For this exercise, output the line containing "Q: innermost point of each instance of the gray" and all lines after it to the end of the records, exactly, with no other content.

_ _ _ _ _

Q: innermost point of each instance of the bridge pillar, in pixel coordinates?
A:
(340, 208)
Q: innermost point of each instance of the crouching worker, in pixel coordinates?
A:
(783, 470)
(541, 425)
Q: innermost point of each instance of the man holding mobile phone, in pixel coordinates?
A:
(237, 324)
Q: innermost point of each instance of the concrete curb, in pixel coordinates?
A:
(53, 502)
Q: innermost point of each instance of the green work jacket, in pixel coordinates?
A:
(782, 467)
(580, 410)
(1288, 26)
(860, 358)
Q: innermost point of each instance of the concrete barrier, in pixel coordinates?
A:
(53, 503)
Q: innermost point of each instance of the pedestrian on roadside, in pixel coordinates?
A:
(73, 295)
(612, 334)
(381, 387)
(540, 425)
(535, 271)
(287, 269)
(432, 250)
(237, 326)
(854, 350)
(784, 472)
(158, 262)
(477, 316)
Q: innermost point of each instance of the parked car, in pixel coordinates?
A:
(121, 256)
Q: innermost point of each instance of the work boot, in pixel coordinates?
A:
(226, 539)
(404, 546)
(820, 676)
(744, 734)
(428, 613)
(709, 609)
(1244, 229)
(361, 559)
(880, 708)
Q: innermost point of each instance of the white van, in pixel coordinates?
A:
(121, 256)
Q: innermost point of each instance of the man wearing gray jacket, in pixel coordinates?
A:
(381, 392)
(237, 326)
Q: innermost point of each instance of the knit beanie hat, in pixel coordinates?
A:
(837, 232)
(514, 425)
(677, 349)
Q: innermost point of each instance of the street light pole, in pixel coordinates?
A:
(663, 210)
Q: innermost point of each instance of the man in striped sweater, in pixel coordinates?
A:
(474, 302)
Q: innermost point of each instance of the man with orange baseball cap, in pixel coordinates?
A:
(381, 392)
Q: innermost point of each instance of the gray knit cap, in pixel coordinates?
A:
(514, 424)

_ _ _ _ _

## ANSWER BOX:
Q: innermost point of each instance of the gray knit cap, in pixel coordinates?
A:
(514, 424)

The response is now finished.